START Exercise material

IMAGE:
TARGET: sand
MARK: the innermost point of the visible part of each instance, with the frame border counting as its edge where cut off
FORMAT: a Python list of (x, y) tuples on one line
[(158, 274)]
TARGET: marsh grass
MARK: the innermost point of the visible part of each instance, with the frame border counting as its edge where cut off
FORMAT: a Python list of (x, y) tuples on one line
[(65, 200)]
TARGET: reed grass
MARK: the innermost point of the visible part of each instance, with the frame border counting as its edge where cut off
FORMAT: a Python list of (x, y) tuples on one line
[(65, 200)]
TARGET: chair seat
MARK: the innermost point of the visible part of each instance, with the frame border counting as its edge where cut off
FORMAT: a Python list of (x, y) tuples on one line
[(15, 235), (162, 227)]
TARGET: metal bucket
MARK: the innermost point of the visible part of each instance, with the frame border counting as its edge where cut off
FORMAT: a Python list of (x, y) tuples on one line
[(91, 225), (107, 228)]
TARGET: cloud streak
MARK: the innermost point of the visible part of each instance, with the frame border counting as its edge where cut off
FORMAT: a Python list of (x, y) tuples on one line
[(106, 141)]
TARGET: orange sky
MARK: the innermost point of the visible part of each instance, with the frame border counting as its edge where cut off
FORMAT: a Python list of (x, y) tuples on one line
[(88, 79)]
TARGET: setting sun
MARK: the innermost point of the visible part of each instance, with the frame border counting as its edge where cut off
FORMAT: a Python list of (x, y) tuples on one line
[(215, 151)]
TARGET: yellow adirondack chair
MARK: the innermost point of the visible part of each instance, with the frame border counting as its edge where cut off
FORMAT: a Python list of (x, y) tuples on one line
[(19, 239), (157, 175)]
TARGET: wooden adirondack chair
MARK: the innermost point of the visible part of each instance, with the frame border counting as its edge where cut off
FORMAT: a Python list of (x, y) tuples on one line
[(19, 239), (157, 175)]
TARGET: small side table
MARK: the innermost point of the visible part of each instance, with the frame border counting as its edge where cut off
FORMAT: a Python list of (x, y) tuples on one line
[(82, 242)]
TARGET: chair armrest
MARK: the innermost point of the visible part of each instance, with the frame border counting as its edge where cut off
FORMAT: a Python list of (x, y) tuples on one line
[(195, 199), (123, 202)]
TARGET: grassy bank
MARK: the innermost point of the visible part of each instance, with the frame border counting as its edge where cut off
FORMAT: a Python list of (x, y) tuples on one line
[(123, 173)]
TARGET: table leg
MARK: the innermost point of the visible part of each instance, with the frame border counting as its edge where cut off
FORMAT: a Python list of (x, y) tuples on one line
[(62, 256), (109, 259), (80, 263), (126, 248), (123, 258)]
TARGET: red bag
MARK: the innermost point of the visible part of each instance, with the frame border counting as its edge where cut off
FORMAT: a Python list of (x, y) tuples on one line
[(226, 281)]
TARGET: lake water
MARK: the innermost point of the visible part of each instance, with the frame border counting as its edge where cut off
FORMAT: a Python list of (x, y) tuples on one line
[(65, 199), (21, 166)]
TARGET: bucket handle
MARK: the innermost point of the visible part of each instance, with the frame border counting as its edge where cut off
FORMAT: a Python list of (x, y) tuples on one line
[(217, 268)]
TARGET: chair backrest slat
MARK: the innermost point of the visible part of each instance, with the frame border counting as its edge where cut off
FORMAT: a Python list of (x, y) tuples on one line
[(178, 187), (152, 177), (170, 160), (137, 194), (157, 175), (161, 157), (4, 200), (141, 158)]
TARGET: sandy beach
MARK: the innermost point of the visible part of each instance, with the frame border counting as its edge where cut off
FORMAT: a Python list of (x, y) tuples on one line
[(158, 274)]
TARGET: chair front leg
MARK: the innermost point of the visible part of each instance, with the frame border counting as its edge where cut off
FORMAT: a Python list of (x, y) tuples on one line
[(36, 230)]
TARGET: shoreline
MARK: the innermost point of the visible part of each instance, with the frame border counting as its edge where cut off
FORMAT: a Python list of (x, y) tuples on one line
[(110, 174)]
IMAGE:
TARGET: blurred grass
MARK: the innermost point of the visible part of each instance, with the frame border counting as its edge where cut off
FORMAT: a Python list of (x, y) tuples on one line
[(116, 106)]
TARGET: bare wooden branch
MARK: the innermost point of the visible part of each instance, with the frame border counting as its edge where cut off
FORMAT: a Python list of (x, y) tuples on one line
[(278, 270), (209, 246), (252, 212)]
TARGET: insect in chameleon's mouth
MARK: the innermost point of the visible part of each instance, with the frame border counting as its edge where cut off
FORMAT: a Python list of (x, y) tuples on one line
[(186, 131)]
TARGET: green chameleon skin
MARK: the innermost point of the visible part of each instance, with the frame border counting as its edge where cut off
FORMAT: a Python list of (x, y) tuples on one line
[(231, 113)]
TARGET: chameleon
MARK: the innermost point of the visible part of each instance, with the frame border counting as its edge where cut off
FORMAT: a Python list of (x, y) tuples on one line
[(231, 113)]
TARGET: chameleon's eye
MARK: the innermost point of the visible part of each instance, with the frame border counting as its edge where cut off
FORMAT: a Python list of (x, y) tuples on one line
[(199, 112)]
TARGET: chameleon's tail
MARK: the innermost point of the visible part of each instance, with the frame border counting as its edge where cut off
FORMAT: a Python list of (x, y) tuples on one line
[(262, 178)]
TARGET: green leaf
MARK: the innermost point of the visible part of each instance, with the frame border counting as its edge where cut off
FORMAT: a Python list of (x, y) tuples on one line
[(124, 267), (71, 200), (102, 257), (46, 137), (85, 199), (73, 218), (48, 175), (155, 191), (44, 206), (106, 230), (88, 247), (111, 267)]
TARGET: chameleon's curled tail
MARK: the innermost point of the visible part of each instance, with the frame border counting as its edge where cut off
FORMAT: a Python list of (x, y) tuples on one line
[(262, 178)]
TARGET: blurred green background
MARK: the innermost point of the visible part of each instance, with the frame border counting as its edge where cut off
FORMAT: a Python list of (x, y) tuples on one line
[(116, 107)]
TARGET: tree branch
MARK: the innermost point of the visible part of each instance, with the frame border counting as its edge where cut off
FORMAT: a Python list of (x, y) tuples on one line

END Exercise material

Scan the records above for the lines holding "TARGET: reed grass" and "TARGET: cloud streak". Transcribe those two and every line between them word for word, and no others.

> **Response for this exercise**
TARGET: reed grass
MARK: the innermost point of the visible part of each instance, with the frame border counting as its edge where cut off
FORMAT: a Python list of (x, y) tuples on one line
[(65, 200)]
TARGET: chair seat
MARK: the innermost point of the visible part of each instance, with the frame border counting as its edge where cut off
FORMAT: a Python list of (x, y) tuples on one line
[(15, 235), (162, 227)]
TARGET: metal bucket
MARK: the innermost point of the visible part of each instance, with the frame border counting as its edge where cut off
FORMAT: a Python list of (x, y) tuples on one line
[(91, 225), (107, 228)]
TARGET: cloud streak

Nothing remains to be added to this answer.